START STUDY MATERIAL

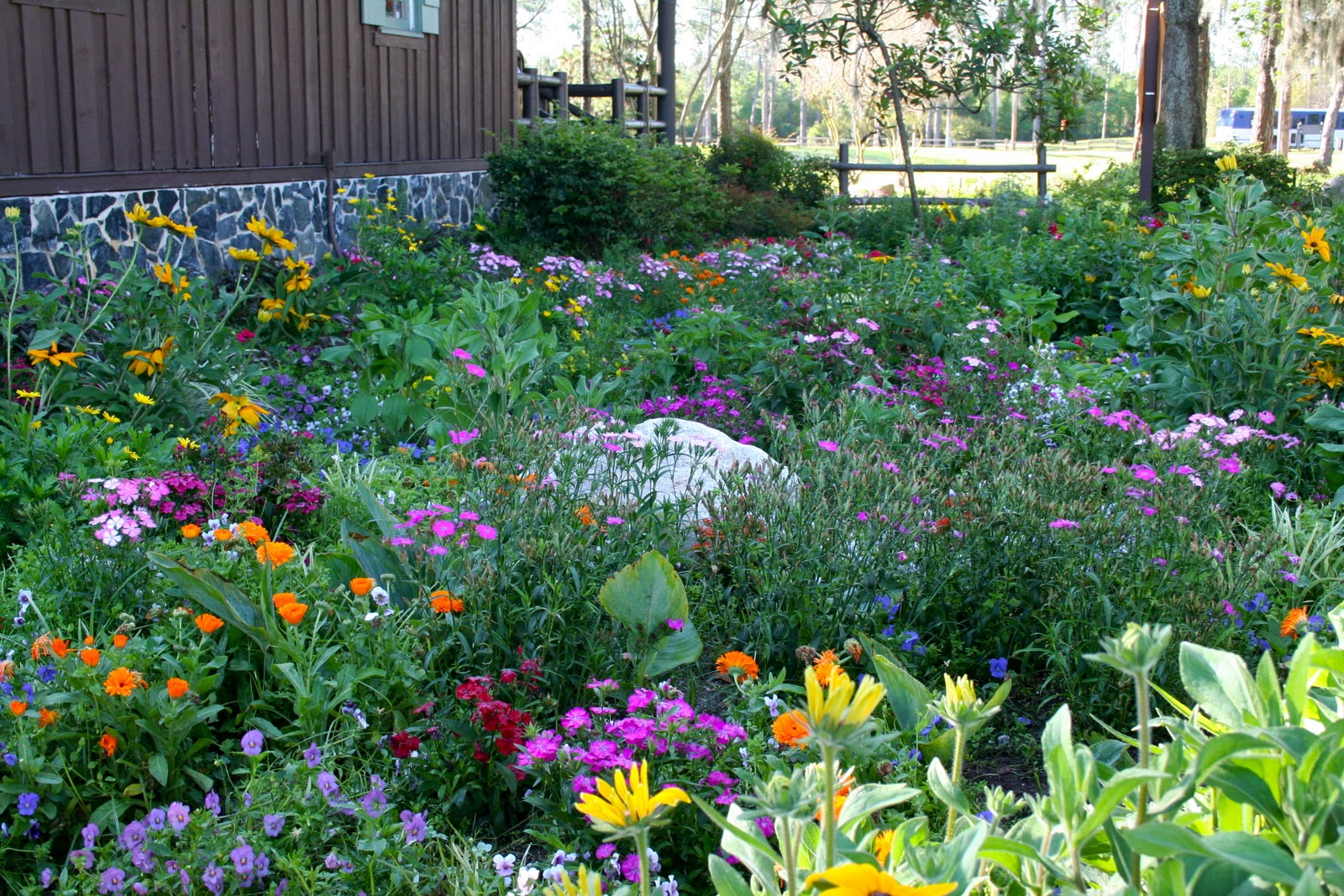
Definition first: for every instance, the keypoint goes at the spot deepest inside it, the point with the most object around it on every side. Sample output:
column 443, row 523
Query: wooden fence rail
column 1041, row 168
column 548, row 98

END STUDY MATERIAL
START STUDY MATERIAL

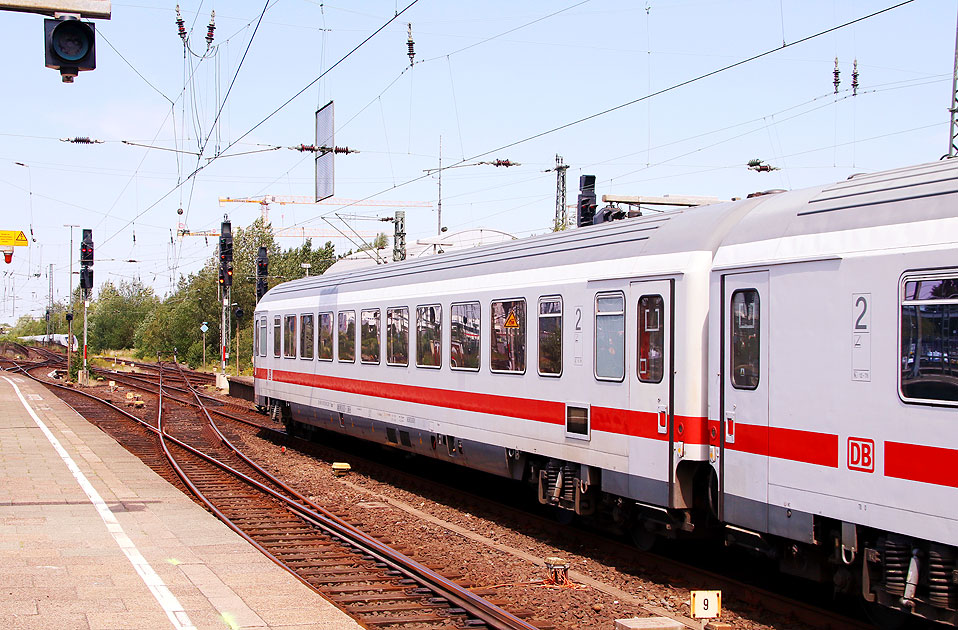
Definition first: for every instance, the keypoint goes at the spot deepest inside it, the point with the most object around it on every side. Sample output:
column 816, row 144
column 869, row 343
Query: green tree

END STUDY MATERIAL
START STUDY MATERIAL

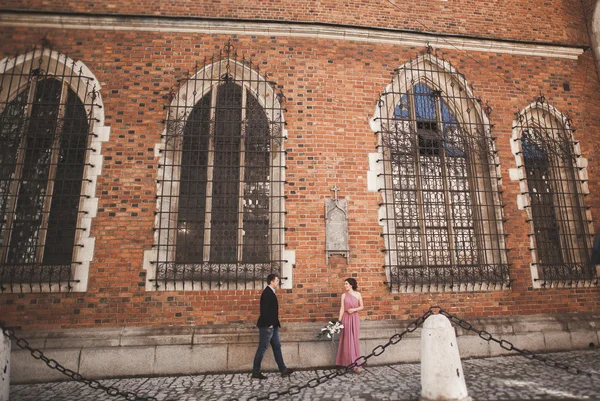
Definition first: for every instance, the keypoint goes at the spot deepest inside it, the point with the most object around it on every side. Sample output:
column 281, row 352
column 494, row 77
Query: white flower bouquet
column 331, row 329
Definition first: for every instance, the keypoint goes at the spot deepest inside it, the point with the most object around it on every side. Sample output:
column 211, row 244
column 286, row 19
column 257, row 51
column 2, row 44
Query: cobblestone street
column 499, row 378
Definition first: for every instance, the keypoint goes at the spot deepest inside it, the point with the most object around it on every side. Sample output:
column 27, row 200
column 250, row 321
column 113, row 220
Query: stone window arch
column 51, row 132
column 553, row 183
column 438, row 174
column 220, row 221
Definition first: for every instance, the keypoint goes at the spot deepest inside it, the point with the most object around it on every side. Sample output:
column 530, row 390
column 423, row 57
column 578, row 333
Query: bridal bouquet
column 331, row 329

END STUDY MATERIAL

*YOUR TASK:*
Return a word-for-word copy of the lines above from the one holding "column 494, row 77" through the one holding "column 530, row 390", with both of them included and nothing besides.

*RESPONSE BOX:*
column 494, row 77
Query: white flower bouquet
column 331, row 329
Definition first: for every instance, the keypoint goes at the spot deepest inside it, the point with the most object around it on every side. Sample output:
column 211, row 244
column 286, row 19
column 257, row 51
column 2, row 44
Query: cobblestone street
column 499, row 378
Definition first: for every instance, the keypoint goes at the spot deepest inside it, the point with the most object around it on every side. Sample output:
column 27, row 200
column 250, row 321
column 113, row 220
Query: stone window arch
column 51, row 132
column 553, row 183
column 438, row 174
column 220, row 221
Definition first: for every instance, the keypoint goes at the spot deepest inside it, the point with the most object around it on every side. Sample output:
column 530, row 390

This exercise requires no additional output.